Excerto do documento -
┄┄┄┄┄┄┄┄┄┄┄┄┄┄┄┄┄┄┄┄

A investigação arranca já a 1 de janeiro e terá a duração de dois anos, sendo desenvolvida por uma equipa de 12 pessoas. O grupo de Hugo Vicente Miranda, especialista em doença de Parkinson, será o coordenador e contará ainda com a participação de peritos como a investigadora principal Paula Macedo, especialista em diabetes tipo 2, ou a neurocientista Luísa Lopes, do Instituto de Medicina Molecular.
Uma das grandes questões da doença de Parkinson, que atinge cerca de 20 mil pessoas em Portugal, é que a sua origem é muitas vezes desconhecida. "Nós temos algumas mutações que podemos desenvolver e que podem espoletar o desenvolvimento da doença, mas estamos a falar de cerca de 5 a 8% de pessoas que têm uma mutação cuja causa é genética. O que significa que nas outras mais de 90% das pessoas não fazemos ideia porque é que a doença se desenvolvem", explica o também professor auxiliar da Nova Medical School.
Um dos fatores de risco é a diabetes tipo 2, cujos doentes têm um risco acrescido de virem a desenvolver doença de Parkinson. Se falarmos de pessoas mais jovens (entre os 20 e os 25 anos) com diabetes, têm quatro vezes maior risco de desenvolver doença de Parkinson do que alguém sem diabetes.
"Este ano publicámos um artigo que veio consolidar esta associação que existe entre as duas doenças e no qual demonstramos que o excesso de açúcares no cérebro pode vir a alterar proteínas que estão nos nossos neurónios e essa alteração, a que chamamos de glicação, está mesmo a incitar a disfunção dos neurónios. É isso que leva depois a que os neurónios comecem a morrer e, com essa morte dos neurónios, vão começar a desenvolver-se várias manifestações típicas da doença de Parkinson, como a questão dos tremores", refere Hugo Vicente Miranda.
"Outros resultados mais recentes, que estão na premissa deste projeto, estão relacionados com uma enzima em específico e que é bastante conhecida no contexto da diabetes, que é a enzima degradador da insulina", acrescenta.

Esta enzima tem como objetivo degradar a insulina e, ao mesmo tempo, associa-se a uma proteína no organismo - alfa-sinucleína - evitando que esta se agregue e se torne tóxica. Quando este processo não acontece, esta proteína aloja-se no cérebro e, devido à sua toxicidade, consegue começar a destruir neurónios. Como nos diabéticos tipo 2 esta capacidade de degradar a insulina é menor, aumenta a probabilidade de desenvolver a doença de Parkinson.

┄┄┄┄┄┄┄┄┄┄┄┄┄┄┄┄┄┄┄┄

Informação extraída -
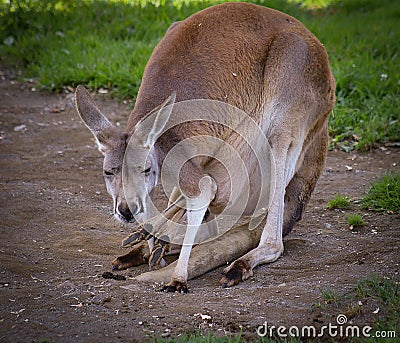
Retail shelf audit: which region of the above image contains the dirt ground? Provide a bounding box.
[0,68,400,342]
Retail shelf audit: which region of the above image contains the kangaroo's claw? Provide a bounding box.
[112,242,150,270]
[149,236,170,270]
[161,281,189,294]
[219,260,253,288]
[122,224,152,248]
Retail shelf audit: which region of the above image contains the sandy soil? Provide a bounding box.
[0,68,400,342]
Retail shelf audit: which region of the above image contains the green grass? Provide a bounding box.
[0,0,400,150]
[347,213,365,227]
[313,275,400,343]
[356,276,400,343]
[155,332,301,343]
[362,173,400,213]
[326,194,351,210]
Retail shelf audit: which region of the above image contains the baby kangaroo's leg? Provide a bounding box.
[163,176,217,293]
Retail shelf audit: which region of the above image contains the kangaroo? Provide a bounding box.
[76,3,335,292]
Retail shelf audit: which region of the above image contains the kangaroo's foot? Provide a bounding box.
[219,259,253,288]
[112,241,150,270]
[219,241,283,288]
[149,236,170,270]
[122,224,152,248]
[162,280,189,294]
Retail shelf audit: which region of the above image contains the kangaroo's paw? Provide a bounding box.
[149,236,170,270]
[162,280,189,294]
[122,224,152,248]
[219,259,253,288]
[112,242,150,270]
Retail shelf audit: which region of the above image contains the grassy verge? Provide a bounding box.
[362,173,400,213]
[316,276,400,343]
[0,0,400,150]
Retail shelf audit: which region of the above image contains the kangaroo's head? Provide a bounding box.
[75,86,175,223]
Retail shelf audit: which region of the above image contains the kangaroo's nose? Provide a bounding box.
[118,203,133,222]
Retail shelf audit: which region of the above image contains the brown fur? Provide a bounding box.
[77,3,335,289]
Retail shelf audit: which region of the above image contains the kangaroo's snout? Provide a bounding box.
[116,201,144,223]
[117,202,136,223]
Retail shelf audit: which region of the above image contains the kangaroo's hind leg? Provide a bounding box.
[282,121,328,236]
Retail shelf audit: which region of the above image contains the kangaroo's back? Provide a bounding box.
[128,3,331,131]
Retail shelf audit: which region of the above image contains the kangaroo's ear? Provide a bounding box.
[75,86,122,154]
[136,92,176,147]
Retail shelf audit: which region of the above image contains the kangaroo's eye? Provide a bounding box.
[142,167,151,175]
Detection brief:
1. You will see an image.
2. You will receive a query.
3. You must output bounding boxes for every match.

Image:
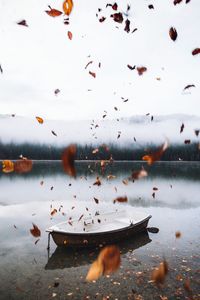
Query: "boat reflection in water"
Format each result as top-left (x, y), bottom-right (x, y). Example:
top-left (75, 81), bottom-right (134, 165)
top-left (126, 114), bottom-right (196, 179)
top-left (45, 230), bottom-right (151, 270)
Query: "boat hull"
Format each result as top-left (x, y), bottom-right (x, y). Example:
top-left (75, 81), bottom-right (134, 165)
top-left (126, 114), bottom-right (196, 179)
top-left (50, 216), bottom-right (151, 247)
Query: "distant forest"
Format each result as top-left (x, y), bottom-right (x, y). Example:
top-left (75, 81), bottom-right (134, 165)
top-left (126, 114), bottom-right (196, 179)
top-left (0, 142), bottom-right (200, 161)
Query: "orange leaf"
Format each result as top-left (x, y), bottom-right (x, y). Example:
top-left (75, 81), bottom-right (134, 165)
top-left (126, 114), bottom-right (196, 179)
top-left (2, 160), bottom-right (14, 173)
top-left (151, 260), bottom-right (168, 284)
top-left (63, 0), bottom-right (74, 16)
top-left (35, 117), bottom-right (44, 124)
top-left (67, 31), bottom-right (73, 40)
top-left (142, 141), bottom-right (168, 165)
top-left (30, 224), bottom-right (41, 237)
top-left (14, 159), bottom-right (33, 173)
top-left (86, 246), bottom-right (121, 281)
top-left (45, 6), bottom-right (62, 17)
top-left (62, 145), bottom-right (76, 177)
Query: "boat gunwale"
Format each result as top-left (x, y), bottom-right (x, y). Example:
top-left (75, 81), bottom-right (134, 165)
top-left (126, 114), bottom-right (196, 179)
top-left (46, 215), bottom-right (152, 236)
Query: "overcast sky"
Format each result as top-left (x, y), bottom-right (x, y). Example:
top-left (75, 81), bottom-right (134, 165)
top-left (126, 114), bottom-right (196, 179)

┄┄┄┄┄┄┄┄┄┄┄┄┄┄┄┄┄┄┄┄

Partes do exercício -
- 1) Reescreva o trecho do texto sobre a doença de Parkinson que vai de "Uma das grandes" até "alguém sem diabetes.", inclusive, trocando "risco acrescido" por "risco aumentado".
- 2) Responda a estas perguntas com base no texto sobre a doença de Parkinson:
(a) Quantas pessoas compõem a equipa que desenvolve a investigação?
(b) Quantas pessoas a doença de Parkinson atinge em Portugal, aproximadamente?
(c) A que proteína se associa a enzima degradadora da insulina?
- 3) Prossiga o texto sobre a doença de Parkinson a partir da última frase apresentada.
As linhas não têm qualquer relação com o texto sobre a doença de Parkinson.

Respostas às tarefas -
- 1)
Uma das grandes questões da doença de Parkinson, que atinge cerca de 20 mil pessoas em Portugal, é que a sua origem é muitas vezes desconhecida. "Nós temos algumas mutações que podemos desenvolver e que podem espoletar o desenvolvimento da doença, mas estamos a falar de cerca de 5 a 8% de pessoas que têm uma mutação cuja causa é genética. O que significa que nas outras mais de 90% das pessoas não fazemos ideia porque é que a doença se desenvolvem", explica o também professor auxiliar da Nova Medical School.
Um dos fatores de risco é a diabetes tipo 2, cujos doentes têm um risco aumentado de virem a desenvolver doença de Parkinson. Se falarmos de pessoas mais jovens (entre os 20 e os 25 anos) com diabetes, têm quatro vezes maior risco de desenvolver doença de Parkinson do que alguém sem diabetes.

- 2)
(a) 12 pessoas.
(b) Cerca de 20 mil pessoas.
(c) À alfa-sinucleína.

- 3)
A identificação de um grupo de risco com potencial mais elevado para contrair a doença de Parkinson pode ajudar também na deteção mais precoce desta doença neurodegenerativa - normalmente, a doença de Parkinson só é detetada quando já ocorreu a morte de cerca de 70% dos neurónios. "Esse é outro dos grandes problemas que temos com esta doença, ainda não temos ferramentas eficazes para percebermos, antes de desenvolver a doença, que vamos estar em risco de a desenvolver. E, portanto, acreditamos que esta medição da enzima degradadora de insulina poderá ter também alguma importância no que diz respeito quer ao diagnóstico da doença de Parkinson, quer ao nível de perceber quais são as pessoas com diabetes tipo 2 e que assim estão mais vulneráveis a vir ter a doença de Parkinson no futuro", declara o académico da Nova Medical School.
Se, ao final dos dois anos, este grupo de investigadores conseguir validar a hipótese de que aumentando no cérebro os níveis da enzima degradadora de insulina os neurónios ficarão mais protegidos contra a toxicidade da proteína alfa-sinucleína, fica aberto o caminho para prevenir o desenvolvimento da doença de Parkinson. "Ao validarmos a nossa hipótese estamos um passo à frente porque já sabemos que temos um novo alvo que podemos modelar. Ou seja, podemos desenvolver um fármaco que vai ativar esta defesa e com isso vamos travar o processo de degeneração dos neurónios, vamos tornar os neurónios sobreviventes mais aptos e impedir que eles morram ao longo do tempo", vaticina este investigador, ressalvando: "Não estou a dizer que ficamos já com um fármaco, mas ficamos já com a via por onde vamos atuar".